PROBLEM TO SOLVE:
Starting at the line that contains "Annotate the railroad" and running through the end of the records, copy the lines out again with "railroad track" changed to "train track" and nothing else altered.

DATA:

:::

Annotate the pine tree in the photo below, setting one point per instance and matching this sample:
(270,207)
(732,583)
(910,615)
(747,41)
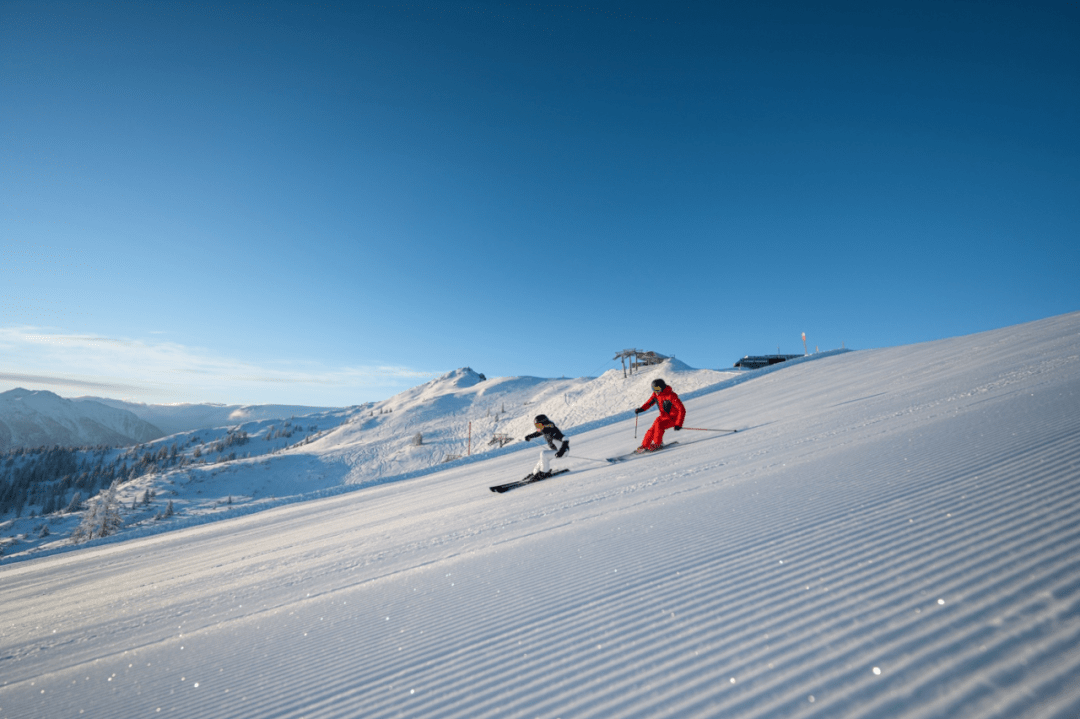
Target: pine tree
(103,517)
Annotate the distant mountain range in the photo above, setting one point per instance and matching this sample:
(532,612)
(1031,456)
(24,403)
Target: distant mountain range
(38,418)
(187,418)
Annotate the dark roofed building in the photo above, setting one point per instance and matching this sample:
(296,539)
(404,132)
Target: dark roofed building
(764,361)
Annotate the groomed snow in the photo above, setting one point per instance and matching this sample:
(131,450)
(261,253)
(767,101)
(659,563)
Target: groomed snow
(893,533)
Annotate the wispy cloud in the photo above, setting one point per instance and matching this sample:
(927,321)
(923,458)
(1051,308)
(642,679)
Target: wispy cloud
(159,370)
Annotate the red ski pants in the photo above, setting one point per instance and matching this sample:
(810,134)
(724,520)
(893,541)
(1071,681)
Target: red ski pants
(656,433)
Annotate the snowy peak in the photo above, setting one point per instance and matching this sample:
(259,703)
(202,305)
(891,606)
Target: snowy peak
(458,379)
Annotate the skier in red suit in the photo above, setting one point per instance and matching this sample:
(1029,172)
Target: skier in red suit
(672,414)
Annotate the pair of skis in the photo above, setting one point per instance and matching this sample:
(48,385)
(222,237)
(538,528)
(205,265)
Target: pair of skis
(527,480)
(532,478)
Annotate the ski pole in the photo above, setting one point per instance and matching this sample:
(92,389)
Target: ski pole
(698,429)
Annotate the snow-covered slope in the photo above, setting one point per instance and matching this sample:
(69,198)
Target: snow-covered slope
(173,419)
(40,418)
(208,475)
(894,533)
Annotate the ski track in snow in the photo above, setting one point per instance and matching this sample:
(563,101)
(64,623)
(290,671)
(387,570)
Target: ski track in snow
(896,536)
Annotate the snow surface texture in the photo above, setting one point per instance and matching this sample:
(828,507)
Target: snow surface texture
(283,461)
(895,533)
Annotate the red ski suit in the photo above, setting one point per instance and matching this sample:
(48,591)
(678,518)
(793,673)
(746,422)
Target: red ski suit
(672,414)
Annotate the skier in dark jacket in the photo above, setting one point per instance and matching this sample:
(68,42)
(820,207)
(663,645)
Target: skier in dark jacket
(672,414)
(552,435)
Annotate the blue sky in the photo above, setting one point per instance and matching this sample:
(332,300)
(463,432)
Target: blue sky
(326,203)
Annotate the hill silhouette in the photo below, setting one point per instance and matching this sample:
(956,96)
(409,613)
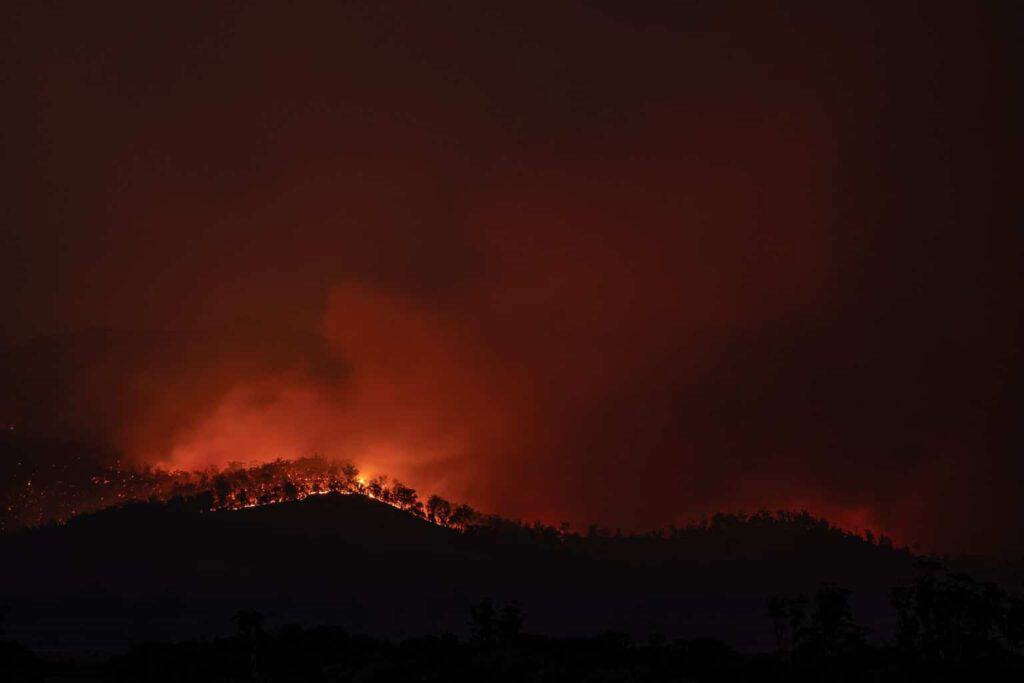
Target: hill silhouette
(170,570)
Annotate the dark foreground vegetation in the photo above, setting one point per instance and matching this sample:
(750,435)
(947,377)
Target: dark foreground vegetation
(950,629)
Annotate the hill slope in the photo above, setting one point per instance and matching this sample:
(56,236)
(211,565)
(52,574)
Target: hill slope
(156,570)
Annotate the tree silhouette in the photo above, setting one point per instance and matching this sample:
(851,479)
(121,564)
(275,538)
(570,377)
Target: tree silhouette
(438,510)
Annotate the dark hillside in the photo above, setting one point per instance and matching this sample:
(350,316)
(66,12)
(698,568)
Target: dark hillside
(155,570)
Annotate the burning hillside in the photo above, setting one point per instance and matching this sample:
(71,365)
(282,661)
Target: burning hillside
(41,489)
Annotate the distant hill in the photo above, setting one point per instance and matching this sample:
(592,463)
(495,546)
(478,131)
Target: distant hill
(150,570)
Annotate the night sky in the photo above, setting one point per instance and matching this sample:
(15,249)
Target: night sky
(563,260)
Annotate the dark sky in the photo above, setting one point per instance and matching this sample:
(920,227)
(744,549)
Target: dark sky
(568,260)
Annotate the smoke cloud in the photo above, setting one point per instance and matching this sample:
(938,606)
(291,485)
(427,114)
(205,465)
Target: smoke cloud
(616,265)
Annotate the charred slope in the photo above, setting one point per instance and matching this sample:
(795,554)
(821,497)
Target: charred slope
(162,570)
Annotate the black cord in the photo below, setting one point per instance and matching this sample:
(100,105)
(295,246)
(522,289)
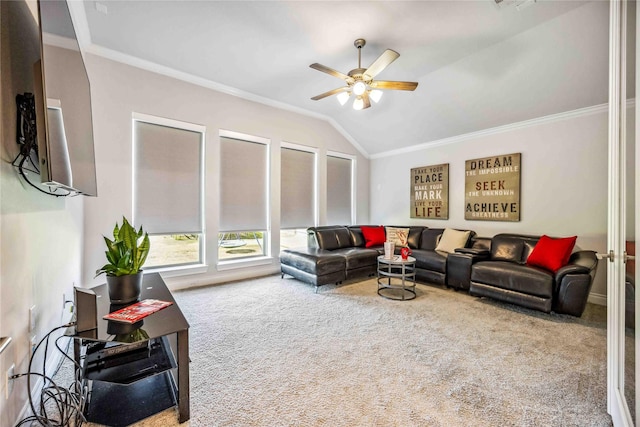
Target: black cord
(67,403)
(26,137)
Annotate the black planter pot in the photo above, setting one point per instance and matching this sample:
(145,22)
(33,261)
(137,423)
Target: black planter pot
(124,289)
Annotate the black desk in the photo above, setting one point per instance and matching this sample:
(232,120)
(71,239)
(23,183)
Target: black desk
(116,402)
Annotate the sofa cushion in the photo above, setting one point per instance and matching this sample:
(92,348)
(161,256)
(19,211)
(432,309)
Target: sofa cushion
(507,248)
(452,239)
(357,257)
(514,277)
(373,236)
(415,233)
(429,239)
(333,238)
(552,254)
(314,261)
(399,236)
(430,260)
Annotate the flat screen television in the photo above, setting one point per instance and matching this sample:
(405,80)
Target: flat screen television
(63,104)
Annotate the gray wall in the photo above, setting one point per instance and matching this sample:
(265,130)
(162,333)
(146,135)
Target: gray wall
(118,90)
(40,235)
(563,181)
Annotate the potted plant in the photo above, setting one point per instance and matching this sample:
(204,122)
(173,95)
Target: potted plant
(126,254)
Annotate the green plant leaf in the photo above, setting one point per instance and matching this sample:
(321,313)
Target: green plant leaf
(124,254)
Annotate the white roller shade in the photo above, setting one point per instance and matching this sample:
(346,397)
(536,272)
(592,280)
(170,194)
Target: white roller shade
(297,207)
(167,179)
(338,190)
(243,185)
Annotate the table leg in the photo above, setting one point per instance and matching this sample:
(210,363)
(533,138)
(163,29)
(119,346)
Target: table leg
(183,376)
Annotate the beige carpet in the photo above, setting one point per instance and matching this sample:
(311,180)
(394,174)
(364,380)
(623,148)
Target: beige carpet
(271,352)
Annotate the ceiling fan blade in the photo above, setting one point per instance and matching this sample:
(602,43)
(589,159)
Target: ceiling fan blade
(382,84)
(330,71)
(367,101)
(387,57)
(331,92)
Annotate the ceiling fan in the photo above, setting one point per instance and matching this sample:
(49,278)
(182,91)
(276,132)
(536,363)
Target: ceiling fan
(360,80)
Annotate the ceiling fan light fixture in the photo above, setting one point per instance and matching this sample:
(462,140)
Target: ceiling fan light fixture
(358,104)
(359,88)
(343,97)
(375,95)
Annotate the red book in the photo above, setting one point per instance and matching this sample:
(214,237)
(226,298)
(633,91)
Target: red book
(137,311)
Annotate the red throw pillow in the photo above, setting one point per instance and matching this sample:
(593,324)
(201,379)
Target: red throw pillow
(552,254)
(373,236)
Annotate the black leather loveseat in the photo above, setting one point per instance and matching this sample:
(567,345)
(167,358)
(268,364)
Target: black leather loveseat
(497,268)
(338,253)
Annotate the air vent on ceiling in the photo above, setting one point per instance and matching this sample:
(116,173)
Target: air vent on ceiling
(519,4)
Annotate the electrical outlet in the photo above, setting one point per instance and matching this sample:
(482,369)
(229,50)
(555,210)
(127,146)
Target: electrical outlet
(32,318)
(8,382)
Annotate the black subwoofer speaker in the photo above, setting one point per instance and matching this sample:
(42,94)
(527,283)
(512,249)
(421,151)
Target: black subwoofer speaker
(86,309)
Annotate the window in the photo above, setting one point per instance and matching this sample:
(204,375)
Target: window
(244,196)
(340,192)
(298,194)
(168,189)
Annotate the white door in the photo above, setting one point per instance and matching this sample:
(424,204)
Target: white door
(621,277)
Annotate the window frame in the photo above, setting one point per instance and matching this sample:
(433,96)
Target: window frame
(265,257)
(314,151)
(201,264)
(353,181)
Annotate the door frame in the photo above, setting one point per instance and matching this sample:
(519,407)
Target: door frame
(616,237)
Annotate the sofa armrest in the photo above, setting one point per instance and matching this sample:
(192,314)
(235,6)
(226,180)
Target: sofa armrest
(572,294)
(573,283)
(459,266)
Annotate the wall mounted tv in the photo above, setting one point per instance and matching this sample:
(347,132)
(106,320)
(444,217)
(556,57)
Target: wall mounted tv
(63,104)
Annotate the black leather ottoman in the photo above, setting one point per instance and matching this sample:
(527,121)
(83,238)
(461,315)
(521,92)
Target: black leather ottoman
(313,265)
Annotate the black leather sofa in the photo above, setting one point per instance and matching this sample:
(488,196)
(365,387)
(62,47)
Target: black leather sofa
(338,253)
(486,267)
(496,268)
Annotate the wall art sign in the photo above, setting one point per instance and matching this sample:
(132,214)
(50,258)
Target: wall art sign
(430,192)
(492,188)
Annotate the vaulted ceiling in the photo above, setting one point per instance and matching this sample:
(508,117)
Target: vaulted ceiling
(478,66)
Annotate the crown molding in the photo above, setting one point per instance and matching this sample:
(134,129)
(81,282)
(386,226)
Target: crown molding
(218,87)
(567,115)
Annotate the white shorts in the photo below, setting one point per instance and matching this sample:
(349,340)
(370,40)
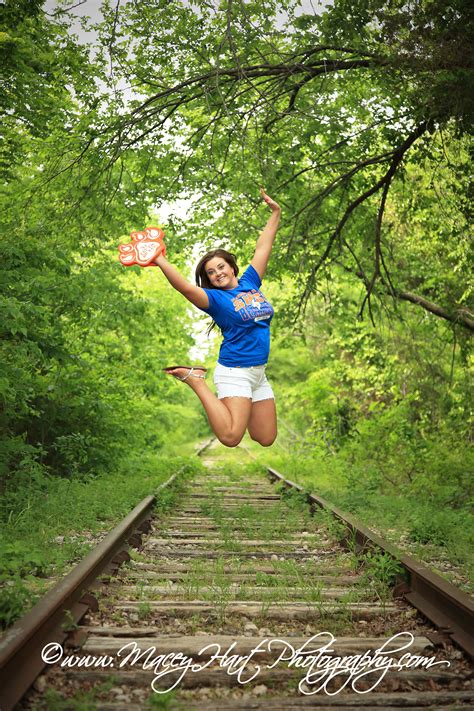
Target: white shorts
(243,382)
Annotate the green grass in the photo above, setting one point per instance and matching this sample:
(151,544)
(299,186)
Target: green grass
(418,522)
(62,518)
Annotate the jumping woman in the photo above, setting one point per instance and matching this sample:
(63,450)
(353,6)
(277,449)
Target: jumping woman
(245,399)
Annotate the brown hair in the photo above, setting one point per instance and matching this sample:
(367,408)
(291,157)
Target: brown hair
(202,278)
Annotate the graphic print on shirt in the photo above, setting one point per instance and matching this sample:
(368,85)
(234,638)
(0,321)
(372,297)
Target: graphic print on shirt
(252,305)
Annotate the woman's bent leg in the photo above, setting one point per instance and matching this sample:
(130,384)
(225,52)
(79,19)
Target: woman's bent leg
(262,424)
(228,417)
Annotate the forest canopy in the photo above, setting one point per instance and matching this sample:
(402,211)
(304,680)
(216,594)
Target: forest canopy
(355,116)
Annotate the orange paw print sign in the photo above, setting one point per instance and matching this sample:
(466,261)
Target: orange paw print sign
(144,247)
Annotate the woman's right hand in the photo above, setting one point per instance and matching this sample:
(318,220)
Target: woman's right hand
(274,206)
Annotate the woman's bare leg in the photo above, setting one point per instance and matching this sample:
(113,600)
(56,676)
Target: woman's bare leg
(262,425)
(228,417)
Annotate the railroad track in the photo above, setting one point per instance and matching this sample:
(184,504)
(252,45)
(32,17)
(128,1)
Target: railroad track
(245,593)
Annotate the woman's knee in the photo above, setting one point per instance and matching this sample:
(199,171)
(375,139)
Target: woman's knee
(231,440)
(264,440)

:::

REPLY TO THE TASK:
Annotate the train track in the photo above, setting one point per instance and matching this sample:
(184,504)
(252,45)
(32,17)
(128,1)
Target: train track
(245,593)
Annotate the woman's knee in the photo above, setting one point per instance and matching this sample:
(199,171)
(375,139)
Target: woman's knee
(231,440)
(264,440)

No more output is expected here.